**Dataset entries:**
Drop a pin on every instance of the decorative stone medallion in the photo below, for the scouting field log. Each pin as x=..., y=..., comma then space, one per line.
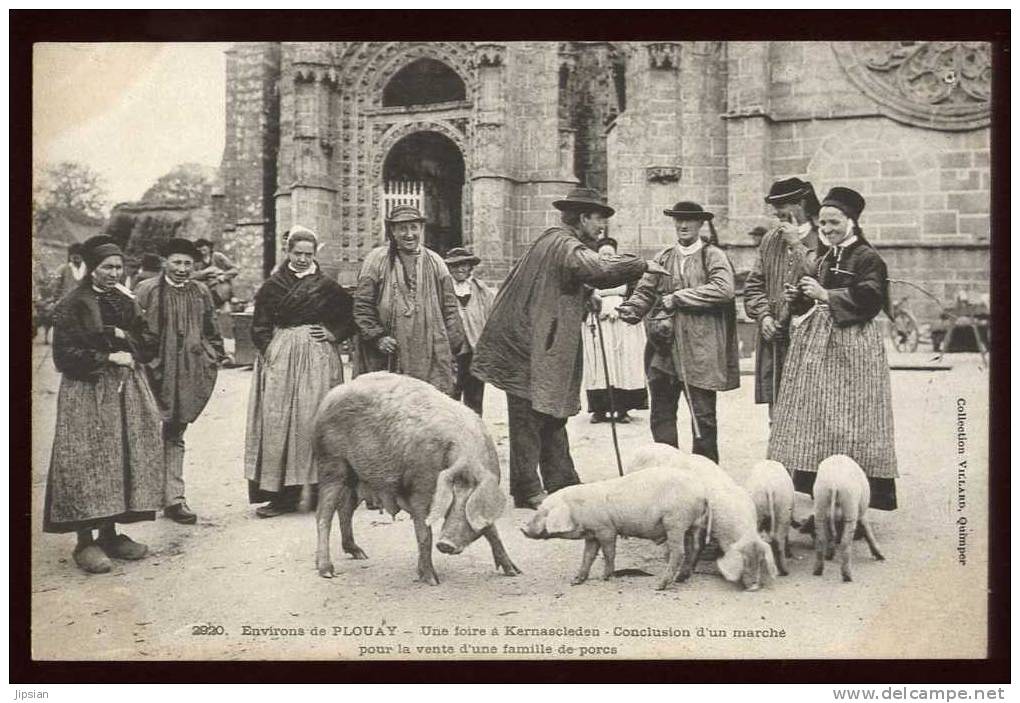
x=935, y=85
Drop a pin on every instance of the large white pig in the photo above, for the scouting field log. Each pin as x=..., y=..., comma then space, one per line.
x=733, y=520
x=660, y=503
x=415, y=449
x=842, y=499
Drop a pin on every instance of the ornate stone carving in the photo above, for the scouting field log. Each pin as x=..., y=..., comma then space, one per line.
x=663, y=173
x=307, y=72
x=491, y=54
x=664, y=55
x=567, y=56
x=936, y=85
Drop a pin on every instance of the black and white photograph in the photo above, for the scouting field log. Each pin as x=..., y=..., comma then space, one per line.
x=515, y=350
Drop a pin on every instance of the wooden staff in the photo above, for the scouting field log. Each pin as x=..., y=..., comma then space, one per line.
x=683, y=374
x=609, y=388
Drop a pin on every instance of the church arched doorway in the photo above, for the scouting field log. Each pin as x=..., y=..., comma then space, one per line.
x=426, y=169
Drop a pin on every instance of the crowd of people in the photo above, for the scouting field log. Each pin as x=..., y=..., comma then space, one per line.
x=139, y=358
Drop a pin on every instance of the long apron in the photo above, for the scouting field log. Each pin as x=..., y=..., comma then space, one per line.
x=835, y=398
x=107, y=458
x=288, y=386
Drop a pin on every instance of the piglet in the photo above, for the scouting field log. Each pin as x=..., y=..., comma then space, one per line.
x=659, y=503
x=842, y=499
x=746, y=556
x=411, y=448
x=772, y=491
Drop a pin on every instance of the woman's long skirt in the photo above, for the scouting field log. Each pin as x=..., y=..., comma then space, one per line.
x=107, y=459
x=625, y=357
x=835, y=399
x=287, y=388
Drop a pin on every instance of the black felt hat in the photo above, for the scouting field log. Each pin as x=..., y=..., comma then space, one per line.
x=405, y=213
x=583, y=200
x=788, y=190
x=97, y=248
x=847, y=200
x=176, y=245
x=460, y=255
x=689, y=210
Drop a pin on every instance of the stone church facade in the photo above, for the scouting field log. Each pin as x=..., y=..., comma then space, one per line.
x=485, y=136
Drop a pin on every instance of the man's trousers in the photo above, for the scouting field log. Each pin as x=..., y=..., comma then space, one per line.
x=538, y=442
x=665, y=393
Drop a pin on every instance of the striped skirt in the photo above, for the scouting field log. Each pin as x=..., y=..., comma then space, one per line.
x=287, y=388
x=107, y=459
x=835, y=399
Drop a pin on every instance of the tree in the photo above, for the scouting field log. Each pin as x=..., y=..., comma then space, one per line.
x=187, y=184
x=69, y=186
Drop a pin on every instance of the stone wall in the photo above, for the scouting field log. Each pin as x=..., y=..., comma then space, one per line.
x=795, y=111
x=656, y=122
x=249, y=165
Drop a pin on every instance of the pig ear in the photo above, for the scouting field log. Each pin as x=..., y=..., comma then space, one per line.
x=443, y=497
x=487, y=501
x=730, y=564
x=559, y=519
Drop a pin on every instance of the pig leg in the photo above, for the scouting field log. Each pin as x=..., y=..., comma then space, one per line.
x=691, y=539
x=699, y=539
x=348, y=500
x=780, y=546
x=608, y=543
x=846, y=547
x=821, y=543
x=426, y=573
x=674, y=542
x=591, y=550
x=328, y=502
x=869, y=536
x=499, y=553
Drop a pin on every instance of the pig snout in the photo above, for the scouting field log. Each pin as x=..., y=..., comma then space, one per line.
x=448, y=547
x=457, y=533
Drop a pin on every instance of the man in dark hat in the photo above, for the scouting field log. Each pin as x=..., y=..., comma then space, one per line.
x=692, y=346
x=786, y=252
x=531, y=346
x=475, y=301
x=69, y=274
x=181, y=310
x=405, y=308
x=215, y=270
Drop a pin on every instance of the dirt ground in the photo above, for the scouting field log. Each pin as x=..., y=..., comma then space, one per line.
x=236, y=587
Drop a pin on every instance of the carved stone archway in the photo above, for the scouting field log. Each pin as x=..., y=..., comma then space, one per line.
x=387, y=136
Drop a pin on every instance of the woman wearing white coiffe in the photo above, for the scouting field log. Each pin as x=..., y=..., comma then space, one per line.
x=624, y=354
x=301, y=316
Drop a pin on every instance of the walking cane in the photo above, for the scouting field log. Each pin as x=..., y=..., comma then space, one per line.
x=683, y=378
x=775, y=371
x=609, y=388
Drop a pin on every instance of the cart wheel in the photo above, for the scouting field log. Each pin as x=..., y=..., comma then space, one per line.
x=904, y=332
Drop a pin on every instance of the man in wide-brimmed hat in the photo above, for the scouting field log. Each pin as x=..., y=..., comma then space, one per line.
x=531, y=347
x=475, y=301
x=181, y=310
x=405, y=308
x=786, y=252
x=68, y=274
x=692, y=345
x=215, y=270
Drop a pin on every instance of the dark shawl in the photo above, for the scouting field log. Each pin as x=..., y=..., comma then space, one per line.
x=84, y=334
x=287, y=301
x=857, y=281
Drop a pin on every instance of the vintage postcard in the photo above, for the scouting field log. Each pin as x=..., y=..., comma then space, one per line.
x=789, y=247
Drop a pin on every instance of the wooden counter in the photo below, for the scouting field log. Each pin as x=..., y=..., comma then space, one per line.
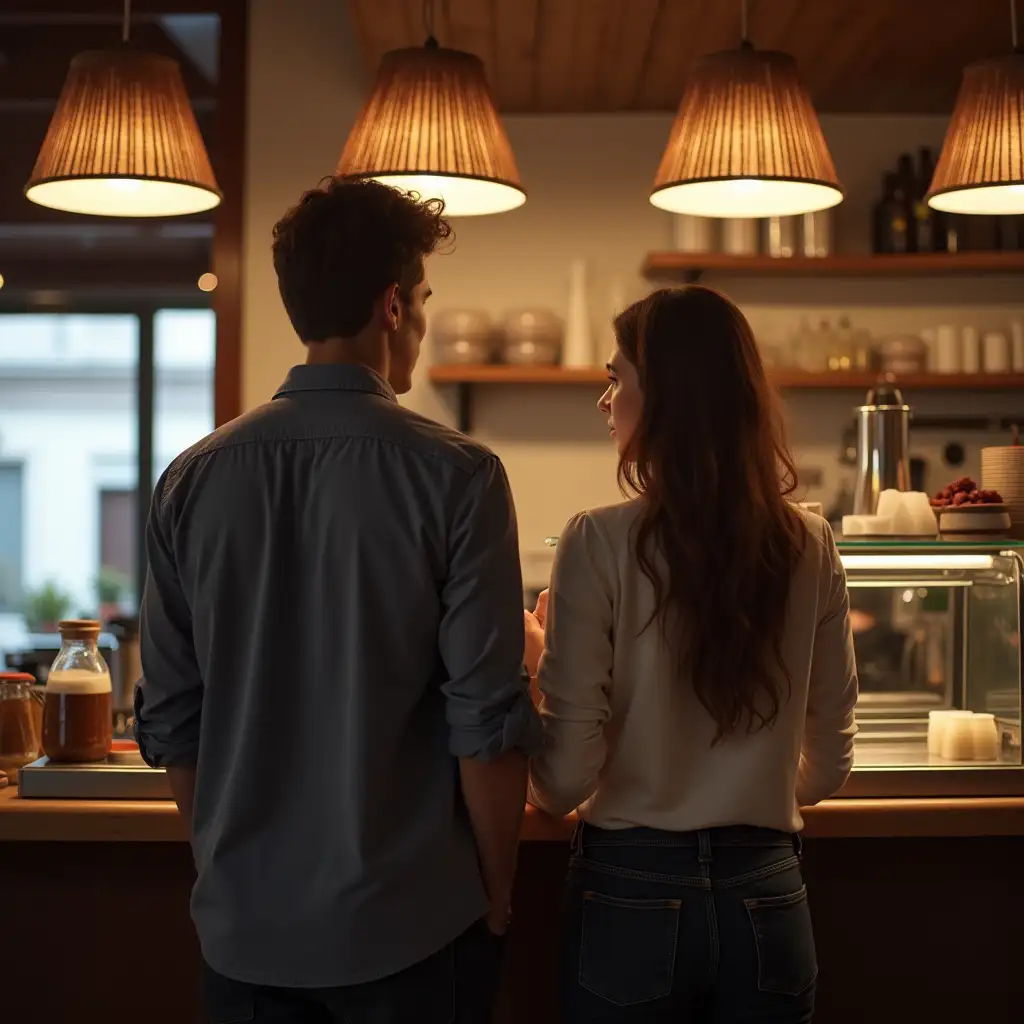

**WORK ITEM:** Using the records above, extract exactly and only the lines from the one with "Drop a pin on every instance of the woman wearing" through the final line, inclusive, leaving out pictures.

**EXERCISE RESULT:**
Drop a pin on every instance of the woman wearing white coiffe in the photo above, for the scouting field log. Each pin as x=..., y=..., comma then space, one per line.
x=624, y=354
x=301, y=316
Drop a pin on every instance of the walking cane in the photo above, for the scouting field log. Each pin as x=..., y=..., comma then space, one per line.
x=683, y=378
x=775, y=371
x=609, y=388
Drop a pin on every instance of the cart wheel in the photo above, for the scouting field log. Each pin as x=..., y=..., comma then space, one per line.
x=904, y=332
Drop a pin on every instance of the man in wide-brimmed hat in the photo above, for the scouting field log. Each pin as x=..., y=..., comma then space, one per line.
x=531, y=347
x=475, y=301
x=181, y=310
x=405, y=308
x=786, y=252
x=68, y=274
x=692, y=345
x=215, y=270
Drop a pin on every instance of the dark shawl in the photo above, for the scouting field log. Each pin as x=..., y=..., comma then space, one per line.
x=84, y=334
x=287, y=301
x=857, y=281
Drop a pin on every instance of the vintage postcard in the photo above, for the scouting field log. Each pin as x=..., y=..., comma then space, one per line.
x=789, y=247
Drop a pin on every instance of the wooden counter in the photo below, for the scouting field log. Each pin as x=..., y=..., comma then space, one per line.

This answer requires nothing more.